• **Information supplied**:

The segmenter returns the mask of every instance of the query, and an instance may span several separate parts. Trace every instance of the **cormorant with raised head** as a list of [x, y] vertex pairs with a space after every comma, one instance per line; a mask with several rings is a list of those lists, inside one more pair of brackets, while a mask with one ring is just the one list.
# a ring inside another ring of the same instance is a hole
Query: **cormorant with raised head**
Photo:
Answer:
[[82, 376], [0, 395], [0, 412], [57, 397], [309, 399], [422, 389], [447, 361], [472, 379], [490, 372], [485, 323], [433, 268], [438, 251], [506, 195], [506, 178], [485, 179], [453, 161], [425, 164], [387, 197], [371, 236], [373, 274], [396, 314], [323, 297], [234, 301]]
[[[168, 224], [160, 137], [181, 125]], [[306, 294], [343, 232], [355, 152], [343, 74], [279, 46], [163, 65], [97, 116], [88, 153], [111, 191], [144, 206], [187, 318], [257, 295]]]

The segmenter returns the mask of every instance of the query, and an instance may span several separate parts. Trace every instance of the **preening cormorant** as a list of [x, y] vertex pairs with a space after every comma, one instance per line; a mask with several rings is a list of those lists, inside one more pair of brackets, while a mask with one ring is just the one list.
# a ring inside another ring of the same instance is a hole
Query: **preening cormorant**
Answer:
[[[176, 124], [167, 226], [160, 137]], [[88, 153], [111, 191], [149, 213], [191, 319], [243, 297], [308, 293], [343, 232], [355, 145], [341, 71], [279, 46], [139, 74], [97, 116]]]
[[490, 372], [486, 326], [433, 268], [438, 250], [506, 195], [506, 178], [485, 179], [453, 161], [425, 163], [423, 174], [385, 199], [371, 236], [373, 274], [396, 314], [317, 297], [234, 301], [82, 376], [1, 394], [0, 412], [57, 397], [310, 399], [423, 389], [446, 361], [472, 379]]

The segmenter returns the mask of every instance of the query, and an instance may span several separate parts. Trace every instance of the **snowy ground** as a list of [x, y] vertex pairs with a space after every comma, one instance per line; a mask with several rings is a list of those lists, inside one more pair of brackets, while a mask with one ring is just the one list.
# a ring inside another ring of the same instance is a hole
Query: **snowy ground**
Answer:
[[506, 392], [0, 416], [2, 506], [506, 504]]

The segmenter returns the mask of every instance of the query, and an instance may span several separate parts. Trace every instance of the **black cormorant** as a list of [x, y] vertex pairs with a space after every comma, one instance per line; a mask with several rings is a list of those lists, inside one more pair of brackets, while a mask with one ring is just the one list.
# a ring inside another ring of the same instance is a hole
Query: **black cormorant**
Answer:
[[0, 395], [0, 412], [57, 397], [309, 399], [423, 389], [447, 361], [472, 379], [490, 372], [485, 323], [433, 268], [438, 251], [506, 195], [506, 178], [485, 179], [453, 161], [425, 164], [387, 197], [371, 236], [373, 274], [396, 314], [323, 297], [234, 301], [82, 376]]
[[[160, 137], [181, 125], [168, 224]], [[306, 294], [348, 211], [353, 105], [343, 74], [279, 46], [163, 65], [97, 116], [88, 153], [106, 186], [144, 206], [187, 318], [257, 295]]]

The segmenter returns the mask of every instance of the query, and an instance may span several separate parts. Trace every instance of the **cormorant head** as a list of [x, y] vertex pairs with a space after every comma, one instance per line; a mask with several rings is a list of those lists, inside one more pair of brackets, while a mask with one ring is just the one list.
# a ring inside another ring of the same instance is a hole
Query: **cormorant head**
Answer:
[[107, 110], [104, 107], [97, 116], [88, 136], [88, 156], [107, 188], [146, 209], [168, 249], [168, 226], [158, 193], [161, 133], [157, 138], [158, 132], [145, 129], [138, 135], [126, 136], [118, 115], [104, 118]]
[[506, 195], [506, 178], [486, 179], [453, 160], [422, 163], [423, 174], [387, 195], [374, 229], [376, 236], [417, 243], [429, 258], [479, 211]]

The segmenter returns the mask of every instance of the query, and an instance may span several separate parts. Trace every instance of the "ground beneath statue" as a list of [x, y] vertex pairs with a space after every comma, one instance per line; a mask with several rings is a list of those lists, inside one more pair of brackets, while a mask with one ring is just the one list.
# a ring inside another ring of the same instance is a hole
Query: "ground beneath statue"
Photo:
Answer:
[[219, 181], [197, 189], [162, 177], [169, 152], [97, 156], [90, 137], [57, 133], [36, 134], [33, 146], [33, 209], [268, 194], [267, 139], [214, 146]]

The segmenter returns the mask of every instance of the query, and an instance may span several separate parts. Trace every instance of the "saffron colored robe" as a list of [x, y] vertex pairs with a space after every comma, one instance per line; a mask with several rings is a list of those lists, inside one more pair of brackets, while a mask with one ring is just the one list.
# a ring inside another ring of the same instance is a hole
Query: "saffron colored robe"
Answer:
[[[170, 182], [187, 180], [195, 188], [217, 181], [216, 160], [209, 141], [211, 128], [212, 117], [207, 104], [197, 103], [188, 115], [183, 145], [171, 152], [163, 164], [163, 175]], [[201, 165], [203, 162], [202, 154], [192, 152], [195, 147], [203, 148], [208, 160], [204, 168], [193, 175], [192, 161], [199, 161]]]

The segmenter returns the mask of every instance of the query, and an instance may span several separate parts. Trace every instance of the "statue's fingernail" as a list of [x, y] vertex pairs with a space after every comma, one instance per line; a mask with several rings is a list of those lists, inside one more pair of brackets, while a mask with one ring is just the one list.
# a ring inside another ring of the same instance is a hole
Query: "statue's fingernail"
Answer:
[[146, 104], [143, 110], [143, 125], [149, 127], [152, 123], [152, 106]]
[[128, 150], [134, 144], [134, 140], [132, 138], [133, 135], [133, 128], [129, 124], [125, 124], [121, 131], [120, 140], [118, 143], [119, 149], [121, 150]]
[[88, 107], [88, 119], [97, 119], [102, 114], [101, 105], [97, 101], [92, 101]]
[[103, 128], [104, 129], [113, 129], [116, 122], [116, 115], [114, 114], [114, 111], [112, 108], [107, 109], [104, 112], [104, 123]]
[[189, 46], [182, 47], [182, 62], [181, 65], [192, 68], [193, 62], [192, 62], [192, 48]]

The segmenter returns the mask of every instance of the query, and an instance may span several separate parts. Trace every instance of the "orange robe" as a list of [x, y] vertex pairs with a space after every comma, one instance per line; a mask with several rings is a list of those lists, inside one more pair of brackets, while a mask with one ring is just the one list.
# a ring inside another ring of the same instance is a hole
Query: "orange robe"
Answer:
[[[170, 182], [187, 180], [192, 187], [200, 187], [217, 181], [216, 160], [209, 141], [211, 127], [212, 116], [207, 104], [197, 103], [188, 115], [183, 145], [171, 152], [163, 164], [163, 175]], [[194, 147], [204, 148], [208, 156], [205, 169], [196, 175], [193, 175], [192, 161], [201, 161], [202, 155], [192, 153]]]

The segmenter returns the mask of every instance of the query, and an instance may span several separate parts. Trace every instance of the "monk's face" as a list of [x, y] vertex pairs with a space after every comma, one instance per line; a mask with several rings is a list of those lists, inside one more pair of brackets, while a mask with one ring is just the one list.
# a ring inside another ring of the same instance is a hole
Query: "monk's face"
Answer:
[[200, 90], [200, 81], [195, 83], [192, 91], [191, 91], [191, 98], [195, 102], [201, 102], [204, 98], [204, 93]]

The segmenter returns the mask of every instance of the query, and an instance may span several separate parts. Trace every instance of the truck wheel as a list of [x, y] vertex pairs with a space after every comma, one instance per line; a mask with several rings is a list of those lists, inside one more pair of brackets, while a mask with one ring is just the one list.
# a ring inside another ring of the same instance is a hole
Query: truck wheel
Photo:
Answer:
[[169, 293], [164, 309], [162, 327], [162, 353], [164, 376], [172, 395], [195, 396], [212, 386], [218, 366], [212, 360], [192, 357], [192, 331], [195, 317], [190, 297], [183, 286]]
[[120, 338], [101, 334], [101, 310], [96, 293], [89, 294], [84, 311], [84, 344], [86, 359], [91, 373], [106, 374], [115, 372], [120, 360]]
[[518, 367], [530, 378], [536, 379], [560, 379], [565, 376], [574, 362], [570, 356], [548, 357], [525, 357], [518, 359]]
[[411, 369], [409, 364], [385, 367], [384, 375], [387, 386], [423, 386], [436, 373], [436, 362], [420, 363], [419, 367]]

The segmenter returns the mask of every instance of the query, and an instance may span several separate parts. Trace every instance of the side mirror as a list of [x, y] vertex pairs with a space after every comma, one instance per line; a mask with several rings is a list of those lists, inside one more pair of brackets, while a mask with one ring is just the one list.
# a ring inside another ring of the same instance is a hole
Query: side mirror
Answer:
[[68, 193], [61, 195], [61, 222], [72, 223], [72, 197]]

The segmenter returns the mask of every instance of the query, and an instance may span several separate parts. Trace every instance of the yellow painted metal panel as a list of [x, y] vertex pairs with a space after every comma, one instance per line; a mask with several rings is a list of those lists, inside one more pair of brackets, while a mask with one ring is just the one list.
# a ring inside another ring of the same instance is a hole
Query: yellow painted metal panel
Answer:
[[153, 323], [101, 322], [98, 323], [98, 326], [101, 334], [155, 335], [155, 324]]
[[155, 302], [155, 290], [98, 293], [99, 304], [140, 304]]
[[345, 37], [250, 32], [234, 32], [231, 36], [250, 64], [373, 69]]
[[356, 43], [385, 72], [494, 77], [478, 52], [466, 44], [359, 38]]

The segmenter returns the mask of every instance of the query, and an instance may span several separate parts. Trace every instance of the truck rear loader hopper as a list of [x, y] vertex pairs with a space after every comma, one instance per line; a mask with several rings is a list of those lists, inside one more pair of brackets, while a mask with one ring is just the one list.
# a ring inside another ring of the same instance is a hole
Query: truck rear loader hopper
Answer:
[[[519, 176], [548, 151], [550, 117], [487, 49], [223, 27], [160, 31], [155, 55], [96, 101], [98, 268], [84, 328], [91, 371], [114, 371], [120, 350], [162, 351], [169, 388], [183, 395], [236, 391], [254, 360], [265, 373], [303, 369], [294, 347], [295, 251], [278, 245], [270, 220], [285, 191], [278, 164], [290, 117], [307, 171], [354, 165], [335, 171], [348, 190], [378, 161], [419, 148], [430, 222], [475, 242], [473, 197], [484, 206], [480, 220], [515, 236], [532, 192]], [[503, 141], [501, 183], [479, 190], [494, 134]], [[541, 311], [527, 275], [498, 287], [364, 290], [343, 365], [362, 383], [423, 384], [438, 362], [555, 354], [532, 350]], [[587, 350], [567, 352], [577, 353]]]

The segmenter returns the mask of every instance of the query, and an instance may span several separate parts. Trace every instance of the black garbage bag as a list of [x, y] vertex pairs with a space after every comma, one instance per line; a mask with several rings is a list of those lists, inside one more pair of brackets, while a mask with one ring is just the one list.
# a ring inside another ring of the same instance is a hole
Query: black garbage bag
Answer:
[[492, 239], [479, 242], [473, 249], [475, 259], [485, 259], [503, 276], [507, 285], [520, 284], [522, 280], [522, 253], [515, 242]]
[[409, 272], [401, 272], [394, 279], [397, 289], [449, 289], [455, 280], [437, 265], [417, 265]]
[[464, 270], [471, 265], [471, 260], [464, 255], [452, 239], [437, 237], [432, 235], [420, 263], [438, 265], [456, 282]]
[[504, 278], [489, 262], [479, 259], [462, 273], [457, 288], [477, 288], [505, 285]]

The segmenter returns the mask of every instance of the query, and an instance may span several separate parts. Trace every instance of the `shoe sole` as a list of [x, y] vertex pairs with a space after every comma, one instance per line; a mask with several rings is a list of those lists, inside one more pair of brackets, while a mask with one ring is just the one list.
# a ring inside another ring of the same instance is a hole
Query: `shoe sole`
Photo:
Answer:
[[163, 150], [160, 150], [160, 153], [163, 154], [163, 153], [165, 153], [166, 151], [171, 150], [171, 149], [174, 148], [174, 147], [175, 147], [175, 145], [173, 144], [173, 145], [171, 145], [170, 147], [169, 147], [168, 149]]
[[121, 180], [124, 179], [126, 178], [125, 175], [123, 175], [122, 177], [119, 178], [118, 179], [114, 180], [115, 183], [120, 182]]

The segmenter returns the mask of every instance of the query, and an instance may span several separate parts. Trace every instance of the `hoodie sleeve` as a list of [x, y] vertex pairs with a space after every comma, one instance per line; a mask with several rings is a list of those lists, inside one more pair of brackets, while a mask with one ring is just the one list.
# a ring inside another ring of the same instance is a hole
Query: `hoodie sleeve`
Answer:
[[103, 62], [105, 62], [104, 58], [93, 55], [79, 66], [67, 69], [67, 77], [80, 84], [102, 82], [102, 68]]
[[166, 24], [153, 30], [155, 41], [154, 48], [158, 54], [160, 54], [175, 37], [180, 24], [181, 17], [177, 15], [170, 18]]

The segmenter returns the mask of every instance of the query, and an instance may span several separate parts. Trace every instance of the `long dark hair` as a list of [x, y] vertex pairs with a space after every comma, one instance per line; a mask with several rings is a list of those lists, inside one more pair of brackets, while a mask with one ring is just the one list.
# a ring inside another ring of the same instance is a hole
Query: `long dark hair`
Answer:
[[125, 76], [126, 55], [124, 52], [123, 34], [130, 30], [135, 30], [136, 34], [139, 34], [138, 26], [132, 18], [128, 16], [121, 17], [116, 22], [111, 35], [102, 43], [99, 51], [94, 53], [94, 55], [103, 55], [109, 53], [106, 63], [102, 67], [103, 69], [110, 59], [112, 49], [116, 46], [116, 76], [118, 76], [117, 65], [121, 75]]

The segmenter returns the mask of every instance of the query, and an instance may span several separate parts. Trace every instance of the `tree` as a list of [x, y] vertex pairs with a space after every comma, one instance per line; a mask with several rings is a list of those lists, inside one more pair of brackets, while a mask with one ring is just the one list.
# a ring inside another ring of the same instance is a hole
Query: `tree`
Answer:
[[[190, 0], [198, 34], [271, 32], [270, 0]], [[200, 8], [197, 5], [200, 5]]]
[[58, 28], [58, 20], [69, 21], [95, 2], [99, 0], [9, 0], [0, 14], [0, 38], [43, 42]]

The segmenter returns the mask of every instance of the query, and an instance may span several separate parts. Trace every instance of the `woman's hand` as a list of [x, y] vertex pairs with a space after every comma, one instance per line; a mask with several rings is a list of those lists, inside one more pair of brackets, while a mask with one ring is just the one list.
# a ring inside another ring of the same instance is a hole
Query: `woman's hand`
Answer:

• **Required work**: Return verbatim the portion of the records above that begins with the line containing "the truck wheel" and ends with the line containing "357], [518, 359]]", including both of those lines.

• **Solution to the problem**:
The segmenter returns the mask of every instance of the query, and an instance may span several separate parts. Trace every instance of the truck wheel as a list of [x, y] vertex pairs with a space after every comma, one instance per line; a mask with several rings is a list of those lists, inside one more pair of brackets, while a mask with one ring is just the one list.
# a ring inside another ring of the same instance is a hole
Query: truck wheel
Photo:
Answer:
[[169, 293], [164, 309], [162, 327], [162, 353], [164, 376], [172, 395], [195, 396], [212, 386], [218, 366], [212, 360], [192, 357], [192, 331], [195, 317], [190, 297], [183, 286]]
[[120, 338], [101, 334], [101, 310], [96, 293], [89, 294], [84, 311], [84, 344], [86, 359], [91, 373], [106, 374], [115, 372], [120, 360]]
[[518, 367], [530, 378], [536, 379], [560, 379], [565, 376], [574, 362], [570, 356], [548, 357], [525, 357], [518, 359]]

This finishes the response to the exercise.